▶ WORK INSTRUCTIONS: Reproduce the listing from its beginning down through the line containing "[[[174,64],[174,72],[193,75],[195,73],[195,67],[193,65]]]", changing "green" to "blue" and keeping everything else identical. Leave the pictures out.

▼

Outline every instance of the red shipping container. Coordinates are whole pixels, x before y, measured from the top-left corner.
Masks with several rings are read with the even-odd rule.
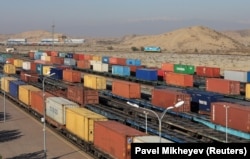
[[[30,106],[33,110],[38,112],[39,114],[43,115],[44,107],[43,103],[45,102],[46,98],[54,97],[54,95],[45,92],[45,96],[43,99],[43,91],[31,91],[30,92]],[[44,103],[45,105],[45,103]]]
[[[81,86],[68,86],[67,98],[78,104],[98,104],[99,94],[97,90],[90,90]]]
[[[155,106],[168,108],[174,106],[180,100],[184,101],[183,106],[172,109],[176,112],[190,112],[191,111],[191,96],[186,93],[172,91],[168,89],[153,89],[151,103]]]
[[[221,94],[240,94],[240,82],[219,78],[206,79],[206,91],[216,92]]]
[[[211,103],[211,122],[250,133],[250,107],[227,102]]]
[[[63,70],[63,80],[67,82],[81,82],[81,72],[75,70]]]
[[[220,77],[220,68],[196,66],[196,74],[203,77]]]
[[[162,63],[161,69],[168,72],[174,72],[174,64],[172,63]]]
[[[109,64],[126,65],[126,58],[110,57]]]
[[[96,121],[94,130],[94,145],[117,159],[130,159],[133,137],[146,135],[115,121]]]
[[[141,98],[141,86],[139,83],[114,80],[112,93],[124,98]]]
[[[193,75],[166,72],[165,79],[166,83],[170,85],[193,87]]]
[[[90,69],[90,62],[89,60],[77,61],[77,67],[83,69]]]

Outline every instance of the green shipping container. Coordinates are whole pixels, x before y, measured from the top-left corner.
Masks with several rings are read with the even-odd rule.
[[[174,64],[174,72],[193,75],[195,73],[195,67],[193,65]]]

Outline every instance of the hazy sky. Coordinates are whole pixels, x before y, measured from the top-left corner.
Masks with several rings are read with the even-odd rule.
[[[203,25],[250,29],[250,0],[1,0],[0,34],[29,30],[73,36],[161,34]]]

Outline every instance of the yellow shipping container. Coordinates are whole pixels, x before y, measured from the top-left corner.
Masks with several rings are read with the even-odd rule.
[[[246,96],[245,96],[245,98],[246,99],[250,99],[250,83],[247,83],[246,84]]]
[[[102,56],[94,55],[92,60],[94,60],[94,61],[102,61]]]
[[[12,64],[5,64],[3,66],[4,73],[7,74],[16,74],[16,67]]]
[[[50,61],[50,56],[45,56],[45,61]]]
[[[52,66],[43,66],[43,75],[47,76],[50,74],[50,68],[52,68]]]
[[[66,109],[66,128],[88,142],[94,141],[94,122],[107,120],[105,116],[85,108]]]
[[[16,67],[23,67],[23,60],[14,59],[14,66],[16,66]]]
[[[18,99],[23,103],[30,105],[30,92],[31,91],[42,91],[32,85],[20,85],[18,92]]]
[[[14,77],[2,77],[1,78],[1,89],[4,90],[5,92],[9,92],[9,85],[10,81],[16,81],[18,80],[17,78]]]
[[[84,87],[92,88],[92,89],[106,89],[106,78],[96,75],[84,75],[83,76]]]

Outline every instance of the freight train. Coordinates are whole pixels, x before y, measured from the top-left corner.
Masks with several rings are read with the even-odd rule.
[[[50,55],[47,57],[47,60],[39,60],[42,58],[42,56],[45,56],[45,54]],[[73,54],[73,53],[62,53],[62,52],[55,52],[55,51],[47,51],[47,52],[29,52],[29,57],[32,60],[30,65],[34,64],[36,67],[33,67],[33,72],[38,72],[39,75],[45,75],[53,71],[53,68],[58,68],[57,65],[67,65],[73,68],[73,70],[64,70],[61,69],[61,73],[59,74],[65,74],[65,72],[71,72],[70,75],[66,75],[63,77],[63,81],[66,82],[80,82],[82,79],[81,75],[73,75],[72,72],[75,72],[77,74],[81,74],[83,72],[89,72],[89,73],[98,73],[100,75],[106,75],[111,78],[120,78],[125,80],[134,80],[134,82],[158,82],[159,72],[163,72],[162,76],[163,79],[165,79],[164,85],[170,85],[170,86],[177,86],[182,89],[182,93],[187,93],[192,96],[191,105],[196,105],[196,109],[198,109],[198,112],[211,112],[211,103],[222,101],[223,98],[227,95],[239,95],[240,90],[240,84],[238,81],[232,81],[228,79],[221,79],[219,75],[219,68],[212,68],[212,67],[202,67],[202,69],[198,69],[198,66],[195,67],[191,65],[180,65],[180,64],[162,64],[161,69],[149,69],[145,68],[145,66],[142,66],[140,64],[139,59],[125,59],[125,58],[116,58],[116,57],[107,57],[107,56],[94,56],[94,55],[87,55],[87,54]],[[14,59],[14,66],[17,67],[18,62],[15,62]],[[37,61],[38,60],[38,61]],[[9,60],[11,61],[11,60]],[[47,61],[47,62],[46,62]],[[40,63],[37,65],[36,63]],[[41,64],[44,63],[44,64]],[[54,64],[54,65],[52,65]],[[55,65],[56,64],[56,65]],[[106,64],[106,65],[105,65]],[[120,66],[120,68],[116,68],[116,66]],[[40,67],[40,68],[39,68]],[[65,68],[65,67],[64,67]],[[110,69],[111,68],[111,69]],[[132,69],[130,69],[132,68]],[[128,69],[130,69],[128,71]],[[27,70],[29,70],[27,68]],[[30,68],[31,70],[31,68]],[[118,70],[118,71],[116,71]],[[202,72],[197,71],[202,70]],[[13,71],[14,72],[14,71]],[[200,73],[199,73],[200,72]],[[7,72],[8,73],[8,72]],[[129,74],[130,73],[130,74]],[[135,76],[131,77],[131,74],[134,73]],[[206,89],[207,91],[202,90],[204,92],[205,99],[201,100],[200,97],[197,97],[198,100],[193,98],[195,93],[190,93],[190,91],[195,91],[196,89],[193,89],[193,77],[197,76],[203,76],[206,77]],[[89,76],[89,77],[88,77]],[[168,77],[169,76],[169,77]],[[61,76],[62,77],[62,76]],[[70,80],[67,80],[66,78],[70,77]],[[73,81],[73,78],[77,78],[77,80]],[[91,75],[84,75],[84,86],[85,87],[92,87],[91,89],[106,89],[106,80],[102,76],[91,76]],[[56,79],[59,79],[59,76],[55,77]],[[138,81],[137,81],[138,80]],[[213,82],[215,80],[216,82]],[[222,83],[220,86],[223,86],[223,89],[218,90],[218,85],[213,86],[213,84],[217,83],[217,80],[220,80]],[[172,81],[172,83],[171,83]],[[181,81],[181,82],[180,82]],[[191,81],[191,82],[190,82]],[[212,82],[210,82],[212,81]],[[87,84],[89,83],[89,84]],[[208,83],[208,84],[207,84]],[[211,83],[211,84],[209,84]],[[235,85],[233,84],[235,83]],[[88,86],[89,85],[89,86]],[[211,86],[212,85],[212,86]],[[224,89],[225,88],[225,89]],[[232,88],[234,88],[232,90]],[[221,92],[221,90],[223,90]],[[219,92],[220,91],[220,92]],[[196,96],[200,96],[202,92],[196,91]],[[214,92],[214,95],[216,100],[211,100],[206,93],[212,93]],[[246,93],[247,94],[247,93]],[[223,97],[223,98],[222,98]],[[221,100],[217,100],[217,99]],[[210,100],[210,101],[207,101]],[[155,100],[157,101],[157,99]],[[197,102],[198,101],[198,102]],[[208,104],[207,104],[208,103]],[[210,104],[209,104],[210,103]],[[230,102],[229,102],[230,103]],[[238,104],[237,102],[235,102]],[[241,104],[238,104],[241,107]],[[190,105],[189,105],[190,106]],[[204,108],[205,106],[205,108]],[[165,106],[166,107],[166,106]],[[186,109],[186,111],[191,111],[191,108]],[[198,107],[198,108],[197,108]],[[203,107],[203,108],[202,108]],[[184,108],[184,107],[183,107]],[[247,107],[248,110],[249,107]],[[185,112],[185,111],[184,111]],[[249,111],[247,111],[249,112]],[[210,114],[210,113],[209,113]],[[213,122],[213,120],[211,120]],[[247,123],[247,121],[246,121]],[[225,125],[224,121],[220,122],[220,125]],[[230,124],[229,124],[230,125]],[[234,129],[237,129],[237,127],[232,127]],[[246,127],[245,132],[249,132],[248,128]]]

▲

▶ RESPONSE TO THE TASK:
Outline every instance of the red shipping container. Coordinates are whole pixels, x before y, measured from the top-left corner.
Masks with several rings are read with the even-odd rule.
[[[30,106],[33,110],[38,112],[39,114],[43,115],[44,107],[43,103],[45,102],[46,98],[54,97],[54,95],[45,92],[45,96],[43,99],[43,91],[31,91],[30,92]],[[44,103],[45,105],[45,103]]]
[[[81,86],[68,86],[67,98],[78,104],[98,104],[99,94],[97,90],[90,90]]]
[[[155,106],[168,108],[174,106],[180,100],[184,101],[183,106],[172,109],[176,112],[190,112],[191,111],[191,96],[186,93],[172,91],[168,89],[153,89],[151,103]]]
[[[221,94],[240,94],[240,82],[219,78],[206,79],[206,91],[216,92]]]
[[[211,103],[211,122],[250,133],[250,107],[227,102]]]
[[[63,70],[63,80],[67,82],[81,82],[81,72],[75,70]]]
[[[220,77],[220,68],[196,66],[196,74],[203,77]]]
[[[162,63],[161,69],[168,72],[174,72],[174,64],[172,63]]]
[[[109,64],[126,65],[126,58],[110,57]]]
[[[96,121],[94,130],[94,145],[117,159],[130,159],[133,137],[146,135],[115,121]]]
[[[141,98],[141,86],[139,83],[114,80],[112,93],[124,98]]]
[[[193,75],[166,72],[165,79],[166,83],[170,85],[193,87]]]
[[[90,69],[90,62],[89,60],[77,61],[77,67],[83,69]]]

Outline every instance of the blue shipping container. Coordinates are whole pixels, x before y, measured from the top-left corner.
Masks with several rings are read with the even-odd rule.
[[[174,64],[174,72],[193,75],[195,73],[195,67],[193,65]]]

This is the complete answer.